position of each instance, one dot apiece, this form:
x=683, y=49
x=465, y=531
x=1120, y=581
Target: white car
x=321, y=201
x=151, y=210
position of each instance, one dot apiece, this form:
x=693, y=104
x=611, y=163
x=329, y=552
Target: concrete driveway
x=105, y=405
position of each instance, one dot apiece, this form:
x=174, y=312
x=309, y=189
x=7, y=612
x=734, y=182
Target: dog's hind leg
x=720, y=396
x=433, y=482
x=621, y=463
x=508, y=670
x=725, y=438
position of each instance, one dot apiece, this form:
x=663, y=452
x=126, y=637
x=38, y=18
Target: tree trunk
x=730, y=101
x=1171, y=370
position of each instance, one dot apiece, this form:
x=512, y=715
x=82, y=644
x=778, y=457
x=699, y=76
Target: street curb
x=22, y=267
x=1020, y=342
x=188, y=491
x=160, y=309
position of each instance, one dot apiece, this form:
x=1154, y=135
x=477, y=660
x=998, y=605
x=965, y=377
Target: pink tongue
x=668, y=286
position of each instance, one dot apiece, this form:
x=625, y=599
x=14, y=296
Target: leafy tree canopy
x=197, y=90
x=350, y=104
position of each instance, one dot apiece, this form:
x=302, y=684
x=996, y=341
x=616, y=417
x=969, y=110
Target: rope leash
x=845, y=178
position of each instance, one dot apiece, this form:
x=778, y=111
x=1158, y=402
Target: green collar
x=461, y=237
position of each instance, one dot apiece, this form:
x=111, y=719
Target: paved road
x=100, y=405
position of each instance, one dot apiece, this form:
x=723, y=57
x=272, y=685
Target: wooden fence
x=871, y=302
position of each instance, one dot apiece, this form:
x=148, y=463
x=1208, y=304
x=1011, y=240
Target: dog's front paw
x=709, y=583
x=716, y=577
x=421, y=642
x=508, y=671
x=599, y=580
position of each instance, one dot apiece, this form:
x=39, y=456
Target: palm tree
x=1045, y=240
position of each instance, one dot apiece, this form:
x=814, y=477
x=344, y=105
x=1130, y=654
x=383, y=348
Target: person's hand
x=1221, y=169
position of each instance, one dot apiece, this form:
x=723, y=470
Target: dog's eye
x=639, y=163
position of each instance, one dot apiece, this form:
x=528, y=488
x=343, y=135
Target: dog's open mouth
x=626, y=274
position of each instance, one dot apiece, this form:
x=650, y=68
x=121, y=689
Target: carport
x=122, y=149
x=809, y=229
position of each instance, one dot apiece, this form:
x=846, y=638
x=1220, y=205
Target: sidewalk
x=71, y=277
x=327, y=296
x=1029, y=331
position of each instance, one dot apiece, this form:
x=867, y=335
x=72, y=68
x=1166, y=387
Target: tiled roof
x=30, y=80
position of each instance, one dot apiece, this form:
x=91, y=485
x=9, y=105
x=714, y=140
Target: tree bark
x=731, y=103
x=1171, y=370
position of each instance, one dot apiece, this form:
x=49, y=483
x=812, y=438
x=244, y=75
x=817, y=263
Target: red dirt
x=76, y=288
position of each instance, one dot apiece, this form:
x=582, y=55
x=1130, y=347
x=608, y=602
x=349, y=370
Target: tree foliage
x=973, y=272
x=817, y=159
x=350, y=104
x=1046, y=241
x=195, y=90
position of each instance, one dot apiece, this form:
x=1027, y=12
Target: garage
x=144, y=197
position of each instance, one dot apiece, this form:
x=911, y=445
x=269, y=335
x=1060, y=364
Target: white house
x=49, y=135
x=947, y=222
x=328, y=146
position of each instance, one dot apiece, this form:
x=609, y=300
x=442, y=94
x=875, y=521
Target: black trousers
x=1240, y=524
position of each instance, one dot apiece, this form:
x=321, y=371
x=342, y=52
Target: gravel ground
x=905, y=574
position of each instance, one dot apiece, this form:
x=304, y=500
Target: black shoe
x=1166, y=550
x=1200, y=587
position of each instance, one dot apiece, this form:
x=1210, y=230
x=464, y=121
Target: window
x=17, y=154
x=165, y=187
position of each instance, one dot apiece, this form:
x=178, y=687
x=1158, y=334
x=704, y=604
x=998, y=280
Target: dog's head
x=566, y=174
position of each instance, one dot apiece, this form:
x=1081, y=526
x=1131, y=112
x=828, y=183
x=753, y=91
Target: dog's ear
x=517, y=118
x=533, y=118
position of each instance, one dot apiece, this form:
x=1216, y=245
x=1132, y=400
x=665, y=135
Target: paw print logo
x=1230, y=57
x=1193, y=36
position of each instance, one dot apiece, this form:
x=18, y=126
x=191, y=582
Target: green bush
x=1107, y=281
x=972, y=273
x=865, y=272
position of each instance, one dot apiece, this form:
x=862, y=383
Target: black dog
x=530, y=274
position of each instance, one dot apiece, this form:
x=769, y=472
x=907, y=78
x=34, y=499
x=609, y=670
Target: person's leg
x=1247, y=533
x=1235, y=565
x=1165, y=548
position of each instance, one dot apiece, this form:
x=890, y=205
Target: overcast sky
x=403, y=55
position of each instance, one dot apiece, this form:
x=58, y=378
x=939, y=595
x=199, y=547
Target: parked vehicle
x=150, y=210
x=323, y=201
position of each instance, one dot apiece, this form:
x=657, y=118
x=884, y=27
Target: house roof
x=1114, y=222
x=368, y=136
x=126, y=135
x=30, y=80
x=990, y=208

◇ ◇ ◇ ◇

» Instructions to follow
Can you copy out all of the records above, every line as it appears, with nothing altered, added, or left out?

» Finished answer
position of each instance, one dot apiece, this form:
x=683, y=49
x=465, y=531
x=1120, y=581
Target: white car
x=321, y=201
x=151, y=210
position of each instance, one dot apiece, this form:
x=693, y=104
x=611, y=163
x=329, y=552
Target: concrete driveway
x=105, y=405
position of each instance, one dot apiece, this form:
x=174, y=312
x=309, y=189
x=7, y=612
x=734, y=182
Target: dog's hind leg
x=720, y=396
x=433, y=482
x=621, y=463
x=508, y=670
x=725, y=438
position of each instance, one dot apiece, this form:
x=663, y=452
x=126, y=637
x=38, y=18
Target: tree trunk
x=730, y=101
x=1171, y=370
position of each instance, one dot apiece, this form:
x=512, y=715
x=82, y=644
x=778, y=457
x=699, y=76
Target: street curb
x=22, y=267
x=1020, y=342
x=188, y=491
x=160, y=309
position of each instance, one dot apiece, this form:
x=1154, y=135
x=477, y=660
x=998, y=605
x=965, y=377
Target: pink tongue
x=668, y=286
position of each instance, one dot apiece, this form:
x=625, y=599
x=14, y=296
Target: leafy tree canopy
x=197, y=90
x=350, y=104
position of each instance, one dot apiece, this form:
x=302, y=684
x=996, y=341
x=616, y=417
x=969, y=110
Target: rope leash
x=845, y=178
position of each instance, one dot apiece, this form:
x=778, y=111
x=1158, y=402
Target: green collar
x=461, y=237
position of each instance, one dot apiece, this form:
x=111, y=719
Target: paved road
x=100, y=405
position of each instance, one dot apiece, this form:
x=723, y=57
x=272, y=685
Target: wooden fence
x=871, y=302
position of each instance, one dot apiece, this form:
x=148, y=463
x=1208, y=304
x=1011, y=240
Target: dog's front paw
x=709, y=583
x=716, y=577
x=421, y=642
x=508, y=671
x=599, y=580
position of each instance, one dot apiece, this form:
x=39, y=456
Target: palm tree
x=1045, y=240
position of each instance, one dot apiece, this form:
x=814, y=477
x=344, y=105
x=1130, y=654
x=383, y=348
Target: person's hand
x=1221, y=169
position of each instance, one dot apiece, this form:
x=723, y=470
Target: dog's eye
x=639, y=163
position of each instance, one dot apiece, this form:
x=528, y=488
x=343, y=135
Target: dog's open mouth
x=626, y=274
position of each instance, one dot apiece, this form:
x=650, y=68
x=121, y=689
Target: carport
x=122, y=149
x=809, y=229
position of each instance, one dot apiece, this form:
x=846, y=638
x=1220, y=205
Target: sidewalk
x=71, y=277
x=327, y=296
x=1029, y=331
position of each instance, one dot apiece, this form:
x=867, y=335
x=72, y=68
x=1166, y=387
Target: tiled roof
x=30, y=80
position of each instance, one dot apiece, this form:
x=91, y=485
x=9, y=105
x=714, y=140
Target: tree bark
x=731, y=103
x=1171, y=370
position of each instance, one dot apiece, this form:
x=49, y=483
x=812, y=438
x=244, y=75
x=817, y=263
Target: red dirt
x=76, y=288
position of each instance, one dot apiece, this form:
x=582, y=55
x=1130, y=347
x=608, y=602
x=349, y=370
Target: tree foliage
x=973, y=272
x=817, y=159
x=350, y=104
x=1046, y=241
x=195, y=90
position of each instance, one dot apiece, this form:
x=1027, y=12
Target: garage
x=144, y=197
position of each instance, one dot apiece, this form:
x=911, y=445
x=269, y=335
x=1060, y=364
Target: white house
x=49, y=135
x=947, y=222
x=328, y=146
position of each instance, one dot apiece, this form:
x=609, y=300
x=442, y=94
x=875, y=521
Target: black trousers
x=1240, y=524
position of each instance, one dot apiece, this form:
x=321, y=371
x=342, y=52
Target: gravel ground
x=905, y=574
position of each instance, one dot apiece, this form:
x=304, y=500
Target: black shoe
x=1166, y=550
x=1200, y=587
position of each instance, one dot apiece, this form:
x=1210, y=230
x=464, y=121
Target: window
x=17, y=154
x=165, y=187
position of each instance, one dot apiece, this form:
x=178, y=687
x=1158, y=334
x=704, y=604
x=998, y=280
Target: dog's head
x=566, y=174
position of each instance, one dot apiece, this form:
x=1081, y=526
x=1131, y=112
x=828, y=183
x=753, y=91
Target: dog's ear
x=517, y=118
x=533, y=118
position of each instance, one dot apiece, this form:
x=1216, y=245
x=1132, y=400
x=665, y=135
Target: paw print logo
x=1230, y=57
x=1193, y=36
position of each instance, one dot apiece, this form:
x=18, y=126
x=191, y=582
Target: green bush
x=1107, y=281
x=972, y=273
x=865, y=272
position of each instance, one dot apiece, this form:
x=862, y=383
Target: black dog
x=530, y=274
position of each instance, one dot apiece, this form:
x=769, y=472
x=907, y=78
x=34, y=499
x=609, y=670
Target: person's leg
x=1247, y=533
x=1235, y=565
x=1165, y=548
position of each instance, one dot apiece, this form:
x=890, y=205
Target: overcast sky
x=403, y=55
position of each instance, one dot apiece, this form:
x=58, y=378
x=939, y=595
x=199, y=547
Target: parked vehicle
x=150, y=210
x=323, y=201
position of each instance, one dot apiece, this form:
x=657, y=118
x=884, y=27
Target: house roof
x=1114, y=222
x=368, y=136
x=126, y=135
x=30, y=80
x=990, y=208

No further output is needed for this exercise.